- _Exercise brief_
Copy the records below line for line, with no changes, and omit the pictures from your copy.

───── Given data

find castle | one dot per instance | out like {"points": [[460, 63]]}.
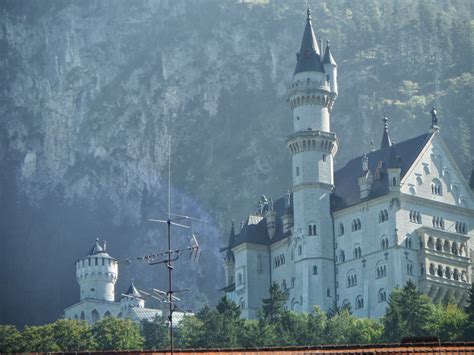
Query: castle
{"points": [[348, 237], [97, 273]]}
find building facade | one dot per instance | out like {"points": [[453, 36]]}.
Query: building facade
{"points": [[402, 212], [96, 274]]}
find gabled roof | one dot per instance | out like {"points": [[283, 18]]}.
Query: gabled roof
{"points": [[98, 250], [255, 229], [132, 291], [308, 58], [403, 155]]}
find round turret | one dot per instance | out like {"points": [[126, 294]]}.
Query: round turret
{"points": [[131, 298], [97, 274]]}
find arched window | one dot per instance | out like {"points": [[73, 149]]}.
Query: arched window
{"points": [[454, 248], [312, 229], [95, 316], [430, 242], [448, 273], [432, 269], [382, 296], [351, 278], [440, 271], [436, 187], [380, 270], [341, 229], [356, 224], [446, 247]]}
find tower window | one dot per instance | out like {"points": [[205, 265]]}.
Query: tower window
{"points": [[383, 216], [356, 225], [381, 271], [415, 217], [341, 229], [382, 297], [436, 188]]}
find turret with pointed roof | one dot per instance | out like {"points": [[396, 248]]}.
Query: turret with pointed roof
{"points": [[309, 58], [386, 141]]}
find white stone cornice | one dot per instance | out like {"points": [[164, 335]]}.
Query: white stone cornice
{"points": [[306, 185], [417, 200]]}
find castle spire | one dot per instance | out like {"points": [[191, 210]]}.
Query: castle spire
{"points": [[328, 58], [386, 141], [308, 58]]}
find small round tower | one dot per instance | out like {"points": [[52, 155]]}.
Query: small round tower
{"points": [[131, 298], [97, 274]]}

──────────

- _Problem solution_
find castle | one dot per instance | out like {"points": [[460, 63]]}.
Query: castle
{"points": [[348, 237], [97, 273]]}
find building facade | one dot per instance | out like {"points": [[453, 36]]}.
Query: building facade
{"points": [[402, 212], [96, 274]]}
find gabled roof | one dot per instance | out like {"points": [[283, 18]]}.
Query: gabled roof
{"points": [[98, 250], [255, 229], [132, 291], [308, 58], [403, 155]]}
find round turret | one dot per instance | out like {"points": [[126, 294]]}.
Query: round turret
{"points": [[131, 298], [97, 274]]}
find arched window | one dot per instance | out like {"points": [[73, 149]]}.
Query: arched window
{"points": [[454, 248], [312, 229], [95, 316], [430, 242], [448, 273], [432, 269], [382, 296], [351, 278], [440, 271], [436, 187], [380, 270], [341, 229], [356, 224], [446, 247]]}
find tower window | one dot per instance | out like {"points": [[205, 265]]}.
Query: tower window
{"points": [[383, 216], [356, 225], [381, 271], [415, 217], [341, 229], [382, 297], [436, 188]]}
find turret with pointed roof | one dot per instance | out like {"points": [[396, 248]]}.
Query: turret with pointed roof
{"points": [[309, 58], [386, 141]]}
find white stone cornice | one dot per instance | out like {"points": [[164, 335]]}.
Query: white stone cornice
{"points": [[306, 185], [417, 200]]}
find castle spire | one dot per instance | out like {"points": [[191, 210]]}.
Query: castle spire
{"points": [[328, 58], [386, 141], [308, 58]]}
find small round tower | one dot per instance | out like {"points": [[52, 155]]}.
Query: small round tower
{"points": [[131, 298], [97, 274]]}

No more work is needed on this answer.